▸ **Bloco de texto**
Há tantos rótulos quanto inovações. E cada vez que pretendo ser essencial e me livrar de dogmas, acabo criando deuses e máscaras. E me escravizando para esse paradigma que invento.
Faço mudanças para alcançar o de sempre. É a mesma carcaça. O mesmo esterco. O mesmo nada.
Eu percorro os meus universos e percebo com clareza este ponto em comum: o vazio. Veja que há abismos no céu, no mar, na terra. E há abismos dentro dos nossos olhos, no nosso peito, em nossa razão.
A minha razão, desprovida de qualquer senso de dignidade, sai fuçando os meus sentimentos e escolhendo quais devem imperar. E numa matança desenfreada extermina prazeres pequenos, mas vitais.
A razão foi tão eficiente que pouco restou. Sou um corpo-máquina, onde só se ouve o barulho das minhas hemácias, dos meus néfrons. O sentimento, morto que foi, escorreu para os meus pés. E cada passo dói a alma. Sem inquietar o corpo. Tornei-me espera. Qual será o meu ofício?

7.2.13

Multi.L.ação


Dissecaram meu coração.

Alguém, por favor, me acode. Coloca de novo no meu peito aquela esperança. Desenha na minha cara aquele sorriso. Porque eu abri os olhos e tudo o que vi ao redor foi um espaço infinito. Uma imensidão a ser preenchida. E eu não sei como faz. Como faz para inventar tanta sustância para uma vida só. Parece até que eu cheguei num penhasco e que me gritam lá de baixo - e por todos os lados: faça a ponte de você mesma. E passe por cima de si mesma e percorra-se. Mas eu que sou boa em metáfora, não sei como faz. Como faz para inventar tanto de eu que vire uma ponte e me faça atravessar.

▸ **Registros de dados**
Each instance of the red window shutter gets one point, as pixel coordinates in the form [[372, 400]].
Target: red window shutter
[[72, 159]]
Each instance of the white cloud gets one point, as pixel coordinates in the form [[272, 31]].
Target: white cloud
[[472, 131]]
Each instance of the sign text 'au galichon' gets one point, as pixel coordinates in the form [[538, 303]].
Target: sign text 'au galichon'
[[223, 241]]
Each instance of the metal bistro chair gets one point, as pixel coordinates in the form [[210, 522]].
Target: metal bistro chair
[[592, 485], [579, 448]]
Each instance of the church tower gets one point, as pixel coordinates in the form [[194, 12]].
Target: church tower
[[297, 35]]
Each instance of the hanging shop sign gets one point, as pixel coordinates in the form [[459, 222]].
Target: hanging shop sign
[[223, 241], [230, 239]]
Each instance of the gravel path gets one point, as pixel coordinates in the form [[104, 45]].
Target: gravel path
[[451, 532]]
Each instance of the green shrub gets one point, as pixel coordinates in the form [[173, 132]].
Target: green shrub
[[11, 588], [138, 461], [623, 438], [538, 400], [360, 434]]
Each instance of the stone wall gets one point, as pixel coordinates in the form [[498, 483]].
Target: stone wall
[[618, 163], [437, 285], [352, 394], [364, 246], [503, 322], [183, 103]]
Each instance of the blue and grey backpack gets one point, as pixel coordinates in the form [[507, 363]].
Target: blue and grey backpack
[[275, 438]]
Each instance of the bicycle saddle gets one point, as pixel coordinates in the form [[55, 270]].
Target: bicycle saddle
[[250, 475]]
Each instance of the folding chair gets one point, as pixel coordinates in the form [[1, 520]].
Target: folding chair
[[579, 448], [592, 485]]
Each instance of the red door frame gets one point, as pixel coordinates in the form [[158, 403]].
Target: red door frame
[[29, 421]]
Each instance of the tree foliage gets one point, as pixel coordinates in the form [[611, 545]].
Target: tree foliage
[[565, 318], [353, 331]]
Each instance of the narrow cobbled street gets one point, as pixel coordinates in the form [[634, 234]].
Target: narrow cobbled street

▸ **Objetivos**
• a. Para cada afirmação, diga se ela está de acordo com o texto sobre o vazio e cite as palavras do texto que decidem a resposta: (i) a razão extermina prazeres pequenos, mas vitais; (ii) o sentimento escorreu para as mãos; (iii) quem fala se diz boa em metáfora.
• b. No texto sobre o vazio, que ponto em comum quem fala percebe ao percorrer os seus universos?
• c. Retome o texto sobre o vazio logo após a última frase apresentada e siga escrevendo.
Os registros não têm nenhuma relação com o texto sobre o vazio.

▸ **Respostas esperadas**
• a.
(i) Sim: "E numa matança desenfreada extermina prazeres pequenos, mas vitais."
(ii) Não: "O sentimento, morto que foi, escorreu para os meus pés."
(iii) Sim: "Mas eu que sou boa em metáfora, não sei como faz."

• b. O vazio.

• c.
E eu estava lembrando que desde pequena acreditava no amor. E salvava os meus princípes com pontapés e voadoras, eu era ninja. Eu nunca fui princesa no castelo. Mas mesmo com os ferimentos do resgate, naquela época, eu gostava do amor. Porque era funcional. Veja que eu só tinha que lutar com mil gordos fortes, salvar meu xodó e dar um beijo sem língua. Na minha cabeça, era o suficiente. O amor era luta e selinho. E agora?

Ah, filhinho, agora é uma complicação que só. Descobri que beijo sem língua é totalmente banal e lutar pelo mocinho é masculino demais. Tenho pensado em soluções. Já que não posso desenvolver o meu plano básico criado na infância. Acho que pinto o cabelo de loiro e começo a chamar os candidatos de "Mô". Faço cara de minguada e fraquinha e de quem tem dor de cabeça frequentemente. E fico no maldito castelo esperando ele conseguir completar a missão.

Percebe? Nunca será.

Todo mundo quer ser reconhecido. Já dizia Axel. Sweet Child. Honneth. E isso mexe com sua autorrealização. Ó, conta outra. Você sabia que é possível escrever toda uma tese de mestrado falando sobre o óbvio?

Então, vem cá. Que eu serei mestre em obviedades e quero te ajudar. Sê forte. E maduro, para não machucar. Lá vai: sempre seremos sozinhos. E nada no mundo será capaz de aplacar essa nossa solidão. Vamos chamar e ouviremos?

Ecos.

Se eu fosse gerente do mundo eu mandava logo evacuar esse lugar. E acabava com o dinheiro. Acabava com o dinheiro todo pra mim. Mandava quem quisesse pro céu, e quem não quisesse,bem, pro inferno. Eu iria ficar perambulando sozinha pela Califórnia e ia usar várias roupas legais que foram abandonadas nas lojas. Iria comer várias comidas da Tailândia. Quase não iria poluir o mundo e uma vez por mês faria um relatório pro Poderoso. Não iria pecar nem nada. Iria ficar só na disposição da Santidade.

Bem melhor.
Nunca será.

Minha conclusão é que o amor anda se complicando, o mundo não vai ser todo evacuado e que somos todos sozinhos.

20.1.13

E se não, meu bem?


E se não, meu bem?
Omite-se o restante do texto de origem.